*** Source data Section Begins ***
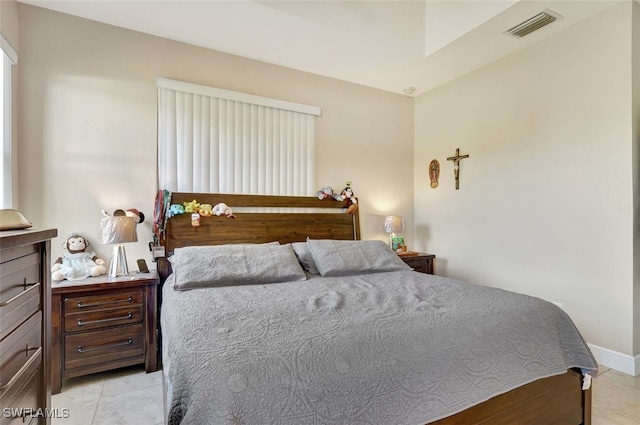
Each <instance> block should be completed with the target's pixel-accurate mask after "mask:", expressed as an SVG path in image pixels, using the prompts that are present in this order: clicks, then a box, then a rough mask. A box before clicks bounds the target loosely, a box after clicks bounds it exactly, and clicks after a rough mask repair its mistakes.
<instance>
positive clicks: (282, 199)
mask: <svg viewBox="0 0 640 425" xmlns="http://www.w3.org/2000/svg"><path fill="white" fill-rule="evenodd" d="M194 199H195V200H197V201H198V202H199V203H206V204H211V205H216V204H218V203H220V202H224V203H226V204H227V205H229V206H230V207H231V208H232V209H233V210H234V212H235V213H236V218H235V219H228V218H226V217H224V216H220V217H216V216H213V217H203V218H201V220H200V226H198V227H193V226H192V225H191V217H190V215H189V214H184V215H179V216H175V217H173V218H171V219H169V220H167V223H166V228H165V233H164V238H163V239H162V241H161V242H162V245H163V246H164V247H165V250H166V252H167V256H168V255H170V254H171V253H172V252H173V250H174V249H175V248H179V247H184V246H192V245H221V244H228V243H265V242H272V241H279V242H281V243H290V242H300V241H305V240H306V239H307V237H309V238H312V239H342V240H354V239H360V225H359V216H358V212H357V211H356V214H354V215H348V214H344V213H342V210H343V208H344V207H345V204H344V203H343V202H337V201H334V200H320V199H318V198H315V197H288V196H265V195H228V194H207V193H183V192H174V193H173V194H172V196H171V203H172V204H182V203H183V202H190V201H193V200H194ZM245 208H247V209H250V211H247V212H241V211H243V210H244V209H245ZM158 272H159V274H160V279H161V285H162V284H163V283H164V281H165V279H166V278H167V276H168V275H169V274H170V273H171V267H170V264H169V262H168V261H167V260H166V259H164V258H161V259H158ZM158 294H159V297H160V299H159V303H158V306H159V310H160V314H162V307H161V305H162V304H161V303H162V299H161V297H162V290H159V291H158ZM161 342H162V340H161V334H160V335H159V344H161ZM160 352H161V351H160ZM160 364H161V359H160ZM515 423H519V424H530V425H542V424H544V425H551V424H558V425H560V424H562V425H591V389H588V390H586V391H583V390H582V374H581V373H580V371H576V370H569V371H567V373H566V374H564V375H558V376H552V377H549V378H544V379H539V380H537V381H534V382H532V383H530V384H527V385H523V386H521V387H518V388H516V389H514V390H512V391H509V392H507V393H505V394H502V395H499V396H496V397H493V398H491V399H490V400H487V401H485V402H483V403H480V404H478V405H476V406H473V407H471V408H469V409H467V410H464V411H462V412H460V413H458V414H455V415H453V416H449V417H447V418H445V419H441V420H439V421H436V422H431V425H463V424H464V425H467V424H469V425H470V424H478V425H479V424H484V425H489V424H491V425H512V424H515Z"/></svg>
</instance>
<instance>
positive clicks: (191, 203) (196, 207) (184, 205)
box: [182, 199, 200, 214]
*** Source data Section Ends ***
*** Source data Section Begins ***
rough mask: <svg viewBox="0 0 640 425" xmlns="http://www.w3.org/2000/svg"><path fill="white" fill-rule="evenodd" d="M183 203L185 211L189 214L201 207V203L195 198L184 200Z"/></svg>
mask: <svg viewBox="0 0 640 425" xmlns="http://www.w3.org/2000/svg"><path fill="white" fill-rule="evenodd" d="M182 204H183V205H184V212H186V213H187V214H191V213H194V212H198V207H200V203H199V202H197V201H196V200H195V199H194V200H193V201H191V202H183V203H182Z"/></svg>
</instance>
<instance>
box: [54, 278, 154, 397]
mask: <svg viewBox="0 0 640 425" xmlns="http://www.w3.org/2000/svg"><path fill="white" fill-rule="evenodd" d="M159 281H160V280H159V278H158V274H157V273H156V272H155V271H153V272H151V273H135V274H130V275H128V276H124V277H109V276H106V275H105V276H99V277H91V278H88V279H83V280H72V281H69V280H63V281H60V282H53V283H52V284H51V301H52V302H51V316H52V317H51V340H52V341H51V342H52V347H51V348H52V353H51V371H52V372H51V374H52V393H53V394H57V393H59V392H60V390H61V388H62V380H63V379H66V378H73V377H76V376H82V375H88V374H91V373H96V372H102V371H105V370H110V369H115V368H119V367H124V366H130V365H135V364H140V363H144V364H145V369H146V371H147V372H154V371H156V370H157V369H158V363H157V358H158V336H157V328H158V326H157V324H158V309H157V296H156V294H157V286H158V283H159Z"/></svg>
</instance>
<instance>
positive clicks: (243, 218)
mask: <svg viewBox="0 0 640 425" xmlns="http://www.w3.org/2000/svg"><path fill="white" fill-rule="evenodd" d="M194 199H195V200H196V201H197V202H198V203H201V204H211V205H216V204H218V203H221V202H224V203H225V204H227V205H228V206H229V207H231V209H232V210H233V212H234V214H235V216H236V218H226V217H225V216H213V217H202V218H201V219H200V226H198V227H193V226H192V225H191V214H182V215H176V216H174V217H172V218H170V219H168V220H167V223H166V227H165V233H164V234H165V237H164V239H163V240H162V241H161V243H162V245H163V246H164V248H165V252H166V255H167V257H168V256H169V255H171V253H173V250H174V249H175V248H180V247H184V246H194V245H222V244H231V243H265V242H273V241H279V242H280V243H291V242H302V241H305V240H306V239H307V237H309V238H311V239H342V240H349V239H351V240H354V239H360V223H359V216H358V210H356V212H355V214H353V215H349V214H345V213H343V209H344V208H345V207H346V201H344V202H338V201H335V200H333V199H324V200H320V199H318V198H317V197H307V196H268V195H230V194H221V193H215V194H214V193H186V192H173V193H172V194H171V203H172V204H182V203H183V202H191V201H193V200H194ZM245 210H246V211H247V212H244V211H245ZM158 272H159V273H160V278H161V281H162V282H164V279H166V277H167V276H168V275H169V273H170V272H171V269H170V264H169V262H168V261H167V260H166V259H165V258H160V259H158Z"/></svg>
*** Source data Section Ends ***
*** Source data Section Begins ***
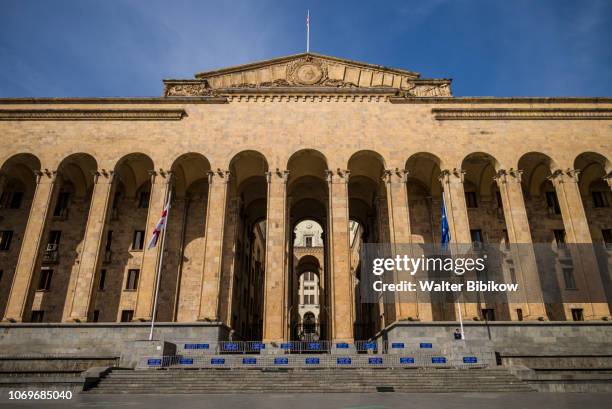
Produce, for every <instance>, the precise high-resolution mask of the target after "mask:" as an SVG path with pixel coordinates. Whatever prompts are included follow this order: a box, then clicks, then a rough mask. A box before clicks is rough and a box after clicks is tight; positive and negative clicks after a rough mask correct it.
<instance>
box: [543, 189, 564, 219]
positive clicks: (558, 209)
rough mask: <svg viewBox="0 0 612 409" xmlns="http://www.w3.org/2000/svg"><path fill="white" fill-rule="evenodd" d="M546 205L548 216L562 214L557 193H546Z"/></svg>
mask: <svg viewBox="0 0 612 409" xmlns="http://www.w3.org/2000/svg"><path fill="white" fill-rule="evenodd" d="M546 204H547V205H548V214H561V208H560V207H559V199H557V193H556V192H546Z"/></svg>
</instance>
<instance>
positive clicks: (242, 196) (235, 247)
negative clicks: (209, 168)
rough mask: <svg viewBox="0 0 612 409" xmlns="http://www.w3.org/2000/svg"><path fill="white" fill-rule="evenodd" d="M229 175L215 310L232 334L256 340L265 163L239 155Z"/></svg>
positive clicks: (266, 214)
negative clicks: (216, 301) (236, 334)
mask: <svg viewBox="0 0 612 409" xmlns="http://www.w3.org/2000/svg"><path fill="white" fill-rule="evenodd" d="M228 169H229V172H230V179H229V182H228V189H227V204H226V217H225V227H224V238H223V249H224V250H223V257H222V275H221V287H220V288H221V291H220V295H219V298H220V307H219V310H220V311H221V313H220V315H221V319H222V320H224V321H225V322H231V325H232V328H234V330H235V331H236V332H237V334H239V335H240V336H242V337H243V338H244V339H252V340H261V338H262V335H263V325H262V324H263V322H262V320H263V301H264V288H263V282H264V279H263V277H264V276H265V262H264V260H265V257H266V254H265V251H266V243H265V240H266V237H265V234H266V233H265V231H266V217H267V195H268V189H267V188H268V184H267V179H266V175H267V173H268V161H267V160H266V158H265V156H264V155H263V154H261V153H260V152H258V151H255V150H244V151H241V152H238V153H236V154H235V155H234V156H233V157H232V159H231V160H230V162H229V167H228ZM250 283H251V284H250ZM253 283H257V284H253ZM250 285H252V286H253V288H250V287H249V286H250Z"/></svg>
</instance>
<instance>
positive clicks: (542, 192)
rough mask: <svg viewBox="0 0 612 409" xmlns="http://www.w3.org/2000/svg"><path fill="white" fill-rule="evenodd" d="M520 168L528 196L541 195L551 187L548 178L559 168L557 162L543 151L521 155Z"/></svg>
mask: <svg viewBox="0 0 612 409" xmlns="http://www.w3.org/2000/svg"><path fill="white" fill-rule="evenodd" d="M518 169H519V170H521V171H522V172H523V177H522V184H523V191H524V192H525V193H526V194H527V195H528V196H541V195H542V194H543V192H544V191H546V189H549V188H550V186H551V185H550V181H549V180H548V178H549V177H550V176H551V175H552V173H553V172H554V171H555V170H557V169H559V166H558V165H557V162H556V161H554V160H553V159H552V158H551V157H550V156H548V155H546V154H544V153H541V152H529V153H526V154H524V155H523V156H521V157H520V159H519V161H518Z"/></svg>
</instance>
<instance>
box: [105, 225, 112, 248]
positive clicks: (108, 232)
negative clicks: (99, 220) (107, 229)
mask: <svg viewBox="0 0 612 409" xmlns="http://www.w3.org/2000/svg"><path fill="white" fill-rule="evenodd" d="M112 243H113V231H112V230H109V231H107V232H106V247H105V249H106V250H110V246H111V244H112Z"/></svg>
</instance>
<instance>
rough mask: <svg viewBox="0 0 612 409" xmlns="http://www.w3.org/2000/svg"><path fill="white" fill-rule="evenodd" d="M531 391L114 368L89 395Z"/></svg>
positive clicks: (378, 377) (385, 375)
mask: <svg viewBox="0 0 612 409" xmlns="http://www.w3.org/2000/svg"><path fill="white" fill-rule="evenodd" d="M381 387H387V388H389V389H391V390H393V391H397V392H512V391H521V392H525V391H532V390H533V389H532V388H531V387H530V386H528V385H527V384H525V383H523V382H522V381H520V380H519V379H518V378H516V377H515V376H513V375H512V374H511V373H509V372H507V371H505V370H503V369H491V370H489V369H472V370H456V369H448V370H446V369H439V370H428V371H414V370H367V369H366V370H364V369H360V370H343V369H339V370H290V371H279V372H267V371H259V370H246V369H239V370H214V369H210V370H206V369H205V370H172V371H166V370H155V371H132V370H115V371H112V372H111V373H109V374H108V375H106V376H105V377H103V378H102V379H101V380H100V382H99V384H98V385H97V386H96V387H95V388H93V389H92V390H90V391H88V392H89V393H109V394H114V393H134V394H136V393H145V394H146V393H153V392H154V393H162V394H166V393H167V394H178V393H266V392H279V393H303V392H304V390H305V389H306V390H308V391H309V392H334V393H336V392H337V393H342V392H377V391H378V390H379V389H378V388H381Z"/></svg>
*** Source data Section Ends ***
◆ Exercise: From the records above, retype only the lines starting at the line that contains "175L215 310L232 334L256" and ending at the line that contains "positive clicks: (266, 214)", both included.

◆ Your response:
rough mask: <svg viewBox="0 0 612 409" xmlns="http://www.w3.org/2000/svg"><path fill="white" fill-rule="evenodd" d="M229 175L215 310L232 334L256 340L265 163L239 155Z"/></svg>
positive clicks: (266, 214)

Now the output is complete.